■ Task directions
Restate the data below word for word. Skip any images it contains.
================================
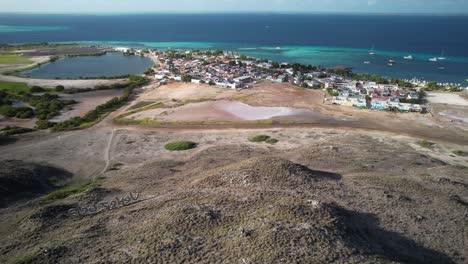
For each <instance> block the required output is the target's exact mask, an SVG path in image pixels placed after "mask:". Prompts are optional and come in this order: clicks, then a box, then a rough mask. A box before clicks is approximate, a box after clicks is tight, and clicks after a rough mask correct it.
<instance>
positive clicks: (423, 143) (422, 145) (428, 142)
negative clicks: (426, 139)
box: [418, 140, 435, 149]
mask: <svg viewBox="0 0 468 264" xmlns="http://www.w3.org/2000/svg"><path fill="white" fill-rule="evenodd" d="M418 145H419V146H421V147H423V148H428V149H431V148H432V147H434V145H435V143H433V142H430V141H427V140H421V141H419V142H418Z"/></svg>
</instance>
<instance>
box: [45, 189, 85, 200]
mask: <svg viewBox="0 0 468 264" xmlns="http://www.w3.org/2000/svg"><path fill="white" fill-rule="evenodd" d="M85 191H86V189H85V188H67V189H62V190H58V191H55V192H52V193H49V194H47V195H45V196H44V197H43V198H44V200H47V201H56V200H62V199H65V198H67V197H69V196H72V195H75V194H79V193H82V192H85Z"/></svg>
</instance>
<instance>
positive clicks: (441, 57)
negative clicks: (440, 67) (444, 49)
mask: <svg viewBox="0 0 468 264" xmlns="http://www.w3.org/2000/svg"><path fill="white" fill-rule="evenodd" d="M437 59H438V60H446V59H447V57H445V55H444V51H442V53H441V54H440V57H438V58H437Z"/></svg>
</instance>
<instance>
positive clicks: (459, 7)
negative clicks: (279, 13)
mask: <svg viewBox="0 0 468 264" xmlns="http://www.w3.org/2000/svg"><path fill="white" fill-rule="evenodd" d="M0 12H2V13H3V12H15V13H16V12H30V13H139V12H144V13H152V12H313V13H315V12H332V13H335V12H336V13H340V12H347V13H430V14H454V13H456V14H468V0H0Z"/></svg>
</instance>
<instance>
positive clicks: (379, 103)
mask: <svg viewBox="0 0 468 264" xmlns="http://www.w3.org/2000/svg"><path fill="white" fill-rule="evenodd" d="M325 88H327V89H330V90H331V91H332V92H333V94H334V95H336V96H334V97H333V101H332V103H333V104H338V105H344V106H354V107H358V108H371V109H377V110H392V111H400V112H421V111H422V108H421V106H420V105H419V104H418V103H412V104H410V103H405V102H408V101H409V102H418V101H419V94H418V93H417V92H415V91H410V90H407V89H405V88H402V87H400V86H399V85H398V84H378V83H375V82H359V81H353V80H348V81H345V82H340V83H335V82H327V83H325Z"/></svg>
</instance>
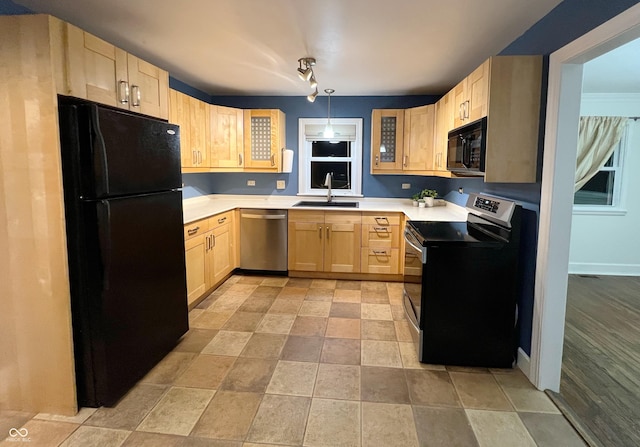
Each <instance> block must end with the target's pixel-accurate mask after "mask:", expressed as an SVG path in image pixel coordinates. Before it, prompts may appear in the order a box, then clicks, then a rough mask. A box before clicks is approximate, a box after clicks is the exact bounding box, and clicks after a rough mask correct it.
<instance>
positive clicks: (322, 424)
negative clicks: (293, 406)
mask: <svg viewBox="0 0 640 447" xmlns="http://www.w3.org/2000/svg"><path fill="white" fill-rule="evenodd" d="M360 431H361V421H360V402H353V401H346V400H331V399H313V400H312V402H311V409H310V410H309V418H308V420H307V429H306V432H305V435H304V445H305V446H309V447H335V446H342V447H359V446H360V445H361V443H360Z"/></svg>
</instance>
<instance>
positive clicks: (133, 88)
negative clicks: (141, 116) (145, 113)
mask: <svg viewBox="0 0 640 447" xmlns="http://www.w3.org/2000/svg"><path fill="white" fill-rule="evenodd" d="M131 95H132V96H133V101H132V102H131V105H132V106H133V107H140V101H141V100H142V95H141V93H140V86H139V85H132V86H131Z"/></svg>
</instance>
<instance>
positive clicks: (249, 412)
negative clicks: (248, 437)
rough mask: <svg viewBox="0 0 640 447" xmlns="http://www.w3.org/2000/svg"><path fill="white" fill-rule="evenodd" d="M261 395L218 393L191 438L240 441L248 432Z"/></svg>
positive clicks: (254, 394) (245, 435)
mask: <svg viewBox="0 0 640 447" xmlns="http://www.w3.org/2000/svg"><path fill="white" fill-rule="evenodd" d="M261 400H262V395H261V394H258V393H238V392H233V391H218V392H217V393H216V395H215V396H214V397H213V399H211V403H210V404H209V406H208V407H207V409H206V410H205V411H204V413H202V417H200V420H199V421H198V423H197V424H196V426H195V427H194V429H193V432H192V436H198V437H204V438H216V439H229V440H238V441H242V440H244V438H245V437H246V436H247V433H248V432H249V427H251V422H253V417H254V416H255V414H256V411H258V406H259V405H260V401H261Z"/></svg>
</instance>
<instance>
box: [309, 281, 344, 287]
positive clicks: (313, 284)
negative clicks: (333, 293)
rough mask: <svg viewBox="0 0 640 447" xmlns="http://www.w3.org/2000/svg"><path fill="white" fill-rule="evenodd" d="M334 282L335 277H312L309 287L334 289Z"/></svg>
================================
■ Solved exercise
For each <instance> block the required output is the target's exact mask, an SVG path in image pixels placed after "mask:". Prompts are optional and come in this order: clicks, then a box, then a rough mask. A box before clicks is approximate, a box after clicks is tight, and clicks after a rough mask correct it.
<instance>
positive clicks: (423, 143) (422, 145) (428, 142)
negative clicks: (426, 139)
box: [418, 140, 435, 149]
mask: <svg viewBox="0 0 468 264" xmlns="http://www.w3.org/2000/svg"><path fill="white" fill-rule="evenodd" d="M418 145H419V146H421V147H423V148H428V149H431V148H432V147H434V145H435V143H433V142H430V141H427V140H421V141H419V142H418Z"/></svg>
</instance>
<instance>
box: [45, 189, 85, 200]
mask: <svg viewBox="0 0 468 264" xmlns="http://www.w3.org/2000/svg"><path fill="white" fill-rule="evenodd" d="M85 191H86V189H85V188H67V189H62V190H58V191H55V192H52V193H49V194H47V195H45V196H44V197H43V198H44V200H47V201H56V200H62V199H65V198H67V197H69V196H72V195H75V194H79V193H82V192H85Z"/></svg>
</instance>
<instance>
positive clicks: (441, 57)
negative clicks: (440, 67) (444, 49)
mask: <svg viewBox="0 0 468 264" xmlns="http://www.w3.org/2000/svg"><path fill="white" fill-rule="evenodd" d="M437 59H438V60H446V59H447V57H445V55H444V51H442V53H441V54H440V57H438V58H437Z"/></svg>
</instance>
<instance>
positive clicks: (459, 7)
negative clicks: (279, 13)
mask: <svg viewBox="0 0 468 264" xmlns="http://www.w3.org/2000/svg"><path fill="white" fill-rule="evenodd" d="M0 12H2V13H3V12H15V13H16V12H30V13H139V12H144V13H152V12H313V13H315V12H332V13H335V12H336V13H340V12H347V13H430V14H454V13H456V14H468V0H0Z"/></svg>
</instance>
<instance>
positive clicks: (379, 103)
mask: <svg viewBox="0 0 468 264" xmlns="http://www.w3.org/2000/svg"><path fill="white" fill-rule="evenodd" d="M325 88H327V89H330V90H331V91H332V92H333V94H334V95H336V96H334V97H333V101H332V103H333V104H338V105H344V106H354V107H358V108H371V109H377V110H392V111H400V112H421V111H422V108H421V106H420V105H419V104H418V103H412V104H410V103H405V102H408V101H409V102H418V101H419V94H418V93H417V92H415V91H410V90H407V89H405V88H402V87H400V86H399V85H398V84H378V83H375V82H359V81H353V80H348V81H345V82H340V83H335V82H327V83H325Z"/></svg>
</instance>
Each <instance> block must end with the target's pixel-accurate mask after "mask:", expressed as an SVG path in image pixel coordinates. Before it, prompts may appear in the order a box, then clicks, then a rough mask. A box before clicks is approximate, a box after clicks is the exact bounding box, and clicks after a rough mask correct it.
<instance>
positive clicks: (322, 424)
negative clicks: (293, 406)
mask: <svg viewBox="0 0 640 447" xmlns="http://www.w3.org/2000/svg"><path fill="white" fill-rule="evenodd" d="M360 431H361V421H360V402H353V401H346V400H331V399H313V400H312V402H311V409H310V410H309V418H308V420H307V429H306V432H305V435H304V445H305V446H309V447H335V446H342V447H359V446H360V445H361V443H360Z"/></svg>
</instance>
<instance>
positive clicks: (133, 88)
negative clicks: (141, 116) (145, 113)
mask: <svg viewBox="0 0 640 447" xmlns="http://www.w3.org/2000/svg"><path fill="white" fill-rule="evenodd" d="M131 95H132V96H133V101H132V102H131V105H132V106H133V107H140V101H141V100H142V95H141V93H140V86H139V85H132V86H131Z"/></svg>
</instance>
<instance>
positive clicks: (249, 412)
negative clicks: (248, 437)
rough mask: <svg viewBox="0 0 640 447" xmlns="http://www.w3.org/2000/svg"><path fill="white" fill-rule="evenodd" d="M261 395L218 393L191 438L240 441L248 432Z"/></svg>
positive clicks: (254, 394) (245, 435)
mask: <svg viewBox="0 0 640 447" xmlns="http://www.w3.org/2000/svg"><path fill="white" fill-rule="evenodd" d="M261 400H262V395H261V394H258V393H238V392H233V391H218V392H217V393H216V395H215V396H214V397H213V399H211V403H210V404H209V406H208V407H207V409H206V410H205V411H204V413H202V417H200V420H199V421H198V423H197V424H196V426H195V427H194V429H193V432H192V436H198V437H204V438H216V439H229V440H238V441H242V440H244V438H245V437H246V436H247V433H248V432H249V427H251V422H253V417H254V416H255V414H256V411H258V406H259V405H260V401H261Z"/></svg>
</instance>
<instance>
box: [309, 281, 344, 287]
positive clicks: (313, 284)
negative clicks: (333, 293)
rough mask: <svg viewBox="0 0 640 447" xmlns="http://www.w3.org/2000/svg"><path fill="white" fill-rule="evenodd" d="M334 282L335 277H312L309 287L334 289Z"/></svg>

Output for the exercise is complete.